**PASSAGE EXTRAIT:**
|---|
New York Jewish Week – La famille Geik n’était pas une famille juive ordinaire de la classe ouvrière du Bronx.
Le père dirigeait une entreprise de camionnage protégée par la mafia dans le Garment District de Manhattan. Un frère, inspecteur de la police de New York, conduisait des coursiers du crime organisé dans toute la ville avec de l’argent illicite. Une petite sœur a visité un casino de Las Vegas où elle a été installée avec quelques machines à sous dans une pièce privée. Et un ami proche de la famille a été envoyé en prison pour avoir tué un gangster juif notoire.
Dans Uncle Charlie Killed Dutch Schultz, un ouvrage qui vient d’être publié par Alan Geik, on fait la connaissance de la famille dont les liens étroits avec les gangsters juifs sont relatés.
Dutch Schultz était le pseudonyme d’Arthur Flegenheimer, le contrebandier juif et le roi du racket qui a été tué en octobre 1935 au Palace Chop House de Newark. Les tireurs étaient deux Juifs, membres du groupe du crime organisé Murder Inc. – Mendy Weiss et Charles Workman, dit « The Bug », l’Oncle Charlie dont il est question dans le titre du livre.
Workman, qui aurait tué plus de 20 personnes avant de plaider coupable pour le meurtre de Dutch Schultz, n’était pas apparenté à l’auteur Alan Geik. Mais Workman a grandi avec le père de Geik dans le Lower East Side et était si proche de la famille Geik qu’il était considéré comme un oncle. L’auteur avait une vingtaine d’années lorsqu’il a rencontré Workman pour la première fois, après que le tueur à gages a été libéré d’une prison du New Jersey en 1964.
« Je n’aurais jamais songé à l’appeler autrement qu’Oncle Charlie », a déclaré Geik, 80 ans, producteur de télévision et animateur radio à la retraite, qui vit à Las Vegas.
En plus de plonger dans l’histoire de Workman, le livre explore également comment les mafieux juifs et leurs acolytes ont combattu l’antisémitisme, battu les nazis et aidé le tout jeune État d’Israël à acquérir des armes pour sa guerre d’Indépendance.
« Ces personnes, issues de la première génération de Juifs en Amérique, ont combattu l’antisémitisme dans les rues », a déclaré Geik. « Leurs parents avaient fui les pogroms d’Europe de l’Est. Ils n’allaient pas laisser cela se reproduire et ils ne l’ont pas fait. »
Le livre de Geik s’ajoute à une longue liste d’histoires et de mémoires de la mafia juive, dont But He Was Good to His Mother : The Lives and Crimes of Jewish Gangsters, de Robert A. Rockaway, et Tough Jews : Fathers, Sons, and Gangster Dreams, de Rich Cohen.
Comme ces livres, l’histoire de la famille de Geik dépeint une sorte d’image inversée des histoires typiques des immigrants juifs : au lieu de se frayer un chemin à partir des enclaves juives de New York vers le commerce et les professions libérales, la famille de Geik a rejoint une contre-culture criminelle.
|---|
**DONNÉES ENREGISTRÉES:**
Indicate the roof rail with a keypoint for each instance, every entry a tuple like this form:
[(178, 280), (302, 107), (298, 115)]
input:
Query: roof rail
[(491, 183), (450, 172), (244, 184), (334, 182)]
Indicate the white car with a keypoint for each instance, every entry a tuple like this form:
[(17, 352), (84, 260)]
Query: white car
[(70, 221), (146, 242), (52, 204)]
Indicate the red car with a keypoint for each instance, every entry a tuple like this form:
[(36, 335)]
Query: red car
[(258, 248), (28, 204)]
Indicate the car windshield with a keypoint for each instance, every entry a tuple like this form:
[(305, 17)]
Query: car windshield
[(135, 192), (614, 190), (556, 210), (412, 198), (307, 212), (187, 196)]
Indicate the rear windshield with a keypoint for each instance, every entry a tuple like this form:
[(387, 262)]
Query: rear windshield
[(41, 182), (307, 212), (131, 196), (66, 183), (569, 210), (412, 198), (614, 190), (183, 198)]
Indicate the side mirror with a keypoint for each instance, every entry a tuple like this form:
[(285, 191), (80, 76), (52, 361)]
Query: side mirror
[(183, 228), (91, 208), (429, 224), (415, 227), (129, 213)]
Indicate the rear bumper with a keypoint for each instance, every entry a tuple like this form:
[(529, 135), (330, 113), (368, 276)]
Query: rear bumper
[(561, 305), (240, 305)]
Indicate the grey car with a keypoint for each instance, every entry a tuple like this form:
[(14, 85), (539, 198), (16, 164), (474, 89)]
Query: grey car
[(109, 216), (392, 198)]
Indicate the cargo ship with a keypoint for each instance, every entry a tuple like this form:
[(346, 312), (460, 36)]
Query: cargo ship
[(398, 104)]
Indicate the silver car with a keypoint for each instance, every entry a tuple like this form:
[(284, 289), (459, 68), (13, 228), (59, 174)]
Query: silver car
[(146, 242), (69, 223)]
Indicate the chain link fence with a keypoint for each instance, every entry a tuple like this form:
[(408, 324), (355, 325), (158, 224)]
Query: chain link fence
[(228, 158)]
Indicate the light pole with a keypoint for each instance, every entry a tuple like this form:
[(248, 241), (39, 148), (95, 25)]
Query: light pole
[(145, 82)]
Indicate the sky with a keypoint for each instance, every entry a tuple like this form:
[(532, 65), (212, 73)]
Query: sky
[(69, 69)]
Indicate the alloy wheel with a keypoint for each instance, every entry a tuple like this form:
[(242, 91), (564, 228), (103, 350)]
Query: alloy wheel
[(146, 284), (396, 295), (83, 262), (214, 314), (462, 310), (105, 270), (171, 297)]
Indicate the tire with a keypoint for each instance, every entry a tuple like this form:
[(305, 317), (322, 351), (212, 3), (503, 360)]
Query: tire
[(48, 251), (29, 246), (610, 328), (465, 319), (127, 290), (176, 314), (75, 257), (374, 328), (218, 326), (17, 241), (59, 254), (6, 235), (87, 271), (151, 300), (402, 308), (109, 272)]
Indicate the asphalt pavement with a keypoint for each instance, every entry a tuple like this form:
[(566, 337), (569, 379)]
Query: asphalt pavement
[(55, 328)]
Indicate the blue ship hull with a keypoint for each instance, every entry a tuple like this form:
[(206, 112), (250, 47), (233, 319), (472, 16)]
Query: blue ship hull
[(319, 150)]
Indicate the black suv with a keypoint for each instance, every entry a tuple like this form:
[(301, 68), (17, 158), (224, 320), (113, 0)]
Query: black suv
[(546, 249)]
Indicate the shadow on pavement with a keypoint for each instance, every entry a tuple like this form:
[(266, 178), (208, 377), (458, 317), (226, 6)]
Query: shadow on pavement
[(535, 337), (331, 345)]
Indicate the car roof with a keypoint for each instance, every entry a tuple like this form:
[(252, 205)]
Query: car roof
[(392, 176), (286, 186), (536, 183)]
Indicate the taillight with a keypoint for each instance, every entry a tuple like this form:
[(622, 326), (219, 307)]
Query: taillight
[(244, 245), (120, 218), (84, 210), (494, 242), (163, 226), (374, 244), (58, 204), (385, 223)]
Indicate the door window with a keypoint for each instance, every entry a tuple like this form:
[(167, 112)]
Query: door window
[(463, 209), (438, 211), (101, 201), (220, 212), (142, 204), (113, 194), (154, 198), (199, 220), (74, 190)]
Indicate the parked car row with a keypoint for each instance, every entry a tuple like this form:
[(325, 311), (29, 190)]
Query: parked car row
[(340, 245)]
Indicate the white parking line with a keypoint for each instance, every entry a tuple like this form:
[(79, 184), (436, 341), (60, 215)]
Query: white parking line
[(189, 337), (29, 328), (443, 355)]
|---|
**CONSIGNE 1:** D'après l'article sur la famille Geik, sous quel pseudonyme Arthur Flegenheimer était-il connu ?
**CONSIGNE 2:** Reprenez l'article sur la famille Geik et poursuivez-le à partir de sa dernière phrase.

**RÉPONSE 1:** Il était connu sous le pseudonyme de Dutch Schultz.

**RÉPONSE 2:**
Des livres comme celui de Geik « relatent une expérience personnelle à ce monde que nous connaissons tous, le monde des mafieux de New York », a déclaré Larry Henry, auteur d’une chronique mensuelle pour le Mob Museum de Las Vegas.
« L’appétit du public pour les histoires de mafia est insatiable. »
Uncle Charlie Killed Dutch Schultz décrit un arbre généalogique enchevêtré où abondent les pommes pourries. Le père de Geik, Lou, n’était pas vraiment dans la mafia, mais il a tiré des bénéfices de ses liens avec le crime organisé, concède Alan. Lou Geik était l’un des nombreux individus qui ont livré l’argent de la mafia à la famille de Workman pendant 23 ans.
« Oncle Charlie se sentait redevable envers mon père », dit Geik.
Le père de l’auteur est cité comme source de nombreuses anecdotes incluses dans les mémoires. Geik a déclaré que si l’entreprise de son père s’appuyait sur la protection de la mafia, Lou Geik n’avait pas « ce petit plus qu’il fallait pour être un criminel endurci » – un trait qui, selon lui, manquait également à son frère aîné Bernard.
« Mon frère a toujours voulu être une figure du gang », a déclaré Alan Geik. « Alors, à la place, mon frère est devenu policier. »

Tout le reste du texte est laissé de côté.